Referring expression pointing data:

- - -

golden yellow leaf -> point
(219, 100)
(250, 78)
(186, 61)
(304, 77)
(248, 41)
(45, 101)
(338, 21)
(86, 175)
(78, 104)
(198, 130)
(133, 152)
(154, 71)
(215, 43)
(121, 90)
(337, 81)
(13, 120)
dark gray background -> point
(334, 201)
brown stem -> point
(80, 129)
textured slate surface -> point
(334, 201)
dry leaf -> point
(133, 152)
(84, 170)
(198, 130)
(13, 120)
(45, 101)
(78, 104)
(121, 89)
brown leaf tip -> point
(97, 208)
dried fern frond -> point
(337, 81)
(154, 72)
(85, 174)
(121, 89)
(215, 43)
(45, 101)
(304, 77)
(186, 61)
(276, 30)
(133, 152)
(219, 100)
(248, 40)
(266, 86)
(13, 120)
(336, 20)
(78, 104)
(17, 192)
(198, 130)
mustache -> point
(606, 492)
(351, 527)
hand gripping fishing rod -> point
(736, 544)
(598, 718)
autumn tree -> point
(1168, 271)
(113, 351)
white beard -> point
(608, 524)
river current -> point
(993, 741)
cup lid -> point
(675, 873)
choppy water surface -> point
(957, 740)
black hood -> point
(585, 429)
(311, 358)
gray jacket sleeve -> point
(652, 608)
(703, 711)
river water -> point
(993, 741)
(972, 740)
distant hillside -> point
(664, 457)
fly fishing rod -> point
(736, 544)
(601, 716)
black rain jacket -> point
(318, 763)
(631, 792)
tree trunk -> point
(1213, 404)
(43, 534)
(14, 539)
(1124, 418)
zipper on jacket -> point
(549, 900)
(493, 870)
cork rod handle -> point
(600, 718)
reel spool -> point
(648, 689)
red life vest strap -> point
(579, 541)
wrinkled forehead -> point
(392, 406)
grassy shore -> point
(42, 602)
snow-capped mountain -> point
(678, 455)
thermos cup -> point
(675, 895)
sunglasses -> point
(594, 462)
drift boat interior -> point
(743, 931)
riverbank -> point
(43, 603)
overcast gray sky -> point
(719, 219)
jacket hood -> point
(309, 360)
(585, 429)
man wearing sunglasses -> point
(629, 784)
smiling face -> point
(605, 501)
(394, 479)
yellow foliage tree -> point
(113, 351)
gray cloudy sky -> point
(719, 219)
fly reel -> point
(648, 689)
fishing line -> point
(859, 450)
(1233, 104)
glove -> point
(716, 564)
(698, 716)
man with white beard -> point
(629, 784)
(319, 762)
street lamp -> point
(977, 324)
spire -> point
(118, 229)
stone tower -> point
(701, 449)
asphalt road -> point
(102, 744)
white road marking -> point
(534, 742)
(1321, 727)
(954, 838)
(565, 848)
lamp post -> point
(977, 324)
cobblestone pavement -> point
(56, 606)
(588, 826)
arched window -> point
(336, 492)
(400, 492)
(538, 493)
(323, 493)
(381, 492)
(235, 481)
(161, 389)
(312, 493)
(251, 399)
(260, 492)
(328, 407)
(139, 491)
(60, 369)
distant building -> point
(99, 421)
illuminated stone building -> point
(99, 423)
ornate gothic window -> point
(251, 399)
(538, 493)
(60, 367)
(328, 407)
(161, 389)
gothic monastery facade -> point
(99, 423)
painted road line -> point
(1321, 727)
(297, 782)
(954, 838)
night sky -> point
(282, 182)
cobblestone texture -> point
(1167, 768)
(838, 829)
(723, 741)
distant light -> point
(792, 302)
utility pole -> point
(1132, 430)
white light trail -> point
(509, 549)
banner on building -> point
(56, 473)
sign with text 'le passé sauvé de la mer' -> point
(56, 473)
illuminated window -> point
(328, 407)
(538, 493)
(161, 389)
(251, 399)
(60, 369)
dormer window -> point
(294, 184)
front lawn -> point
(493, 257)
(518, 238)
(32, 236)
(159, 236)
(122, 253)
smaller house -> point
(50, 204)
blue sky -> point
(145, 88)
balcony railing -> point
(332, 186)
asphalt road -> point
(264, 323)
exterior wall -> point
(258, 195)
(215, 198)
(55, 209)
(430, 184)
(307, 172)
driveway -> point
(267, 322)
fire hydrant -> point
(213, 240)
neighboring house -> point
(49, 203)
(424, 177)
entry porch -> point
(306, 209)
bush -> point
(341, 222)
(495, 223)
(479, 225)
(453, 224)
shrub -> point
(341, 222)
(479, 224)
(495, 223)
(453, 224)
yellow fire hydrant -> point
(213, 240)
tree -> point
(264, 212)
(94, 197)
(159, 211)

- - -

From the line that contains "front lawn -> point" to the last line of the data, write out each line exactly and add nothing.

front lawn -> point
(493, 257)
(518, 238)
(32, 236)
(159, 236)
(122, 253)
smaller house -> point
(50, 204)
blue sky -> point
(145, 88)
balcony railing -> point
(332, 186)
asphalt road -> point
(264, 323)
exterior wall -> point
(258, 195)
(215, 198)
(55, 209)
(430, 184)
(307, 172)
driveway -> point
(267, 322)
fire hydrant -> point
(213, 240)
neighboring house -> point
(49, 203)
(424, 177)
entry porch -> point
(306, 209)
bush -> point
(341, 222)
(495, 223)
(479, 225)
(453, 224)
shrub -> point
(341, 222)
(479, 224)
(495, 223)
(453, 224)
yellow fire hydrant -> point
(213, 240)
tree -> point
(264, 212)
(94, 197)
(159, 211)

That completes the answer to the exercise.